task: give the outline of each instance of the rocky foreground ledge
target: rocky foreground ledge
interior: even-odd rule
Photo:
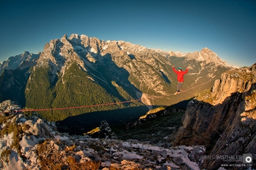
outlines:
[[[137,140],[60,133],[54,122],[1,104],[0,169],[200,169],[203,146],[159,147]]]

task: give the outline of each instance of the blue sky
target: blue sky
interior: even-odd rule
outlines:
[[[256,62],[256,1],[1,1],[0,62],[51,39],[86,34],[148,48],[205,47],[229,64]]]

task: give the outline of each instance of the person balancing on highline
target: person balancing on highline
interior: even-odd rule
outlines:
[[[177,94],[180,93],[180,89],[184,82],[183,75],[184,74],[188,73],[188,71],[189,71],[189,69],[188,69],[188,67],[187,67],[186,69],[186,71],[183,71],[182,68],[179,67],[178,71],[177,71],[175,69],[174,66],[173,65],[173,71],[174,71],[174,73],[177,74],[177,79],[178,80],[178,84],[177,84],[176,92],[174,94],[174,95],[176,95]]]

--

Reproduce, character for character, the lines above, from the line containing "task: give the outline of each instance of the person" through the end of the records.

task: give the outline of each instance of the person balancing on highline
target: person balancing on highline
interior: even-odd rule
outlines:
[[[177,94],[180,93],[180,89],[184,82],[183,75],[184,74],[188,73],[188,71],[189,71],[189,69],[188,69],[188,67],[187,67],[186,69],[186,71],[183,71],[182,68],[179,67],[178,71],[177,71],[175,69],[174,66],[173,65],[173,71],[174,71],[174,73],[177,74],[177,79],[178,80],[178,84],[177,84],[176,92],[174,94],[174,95],[176,95]]]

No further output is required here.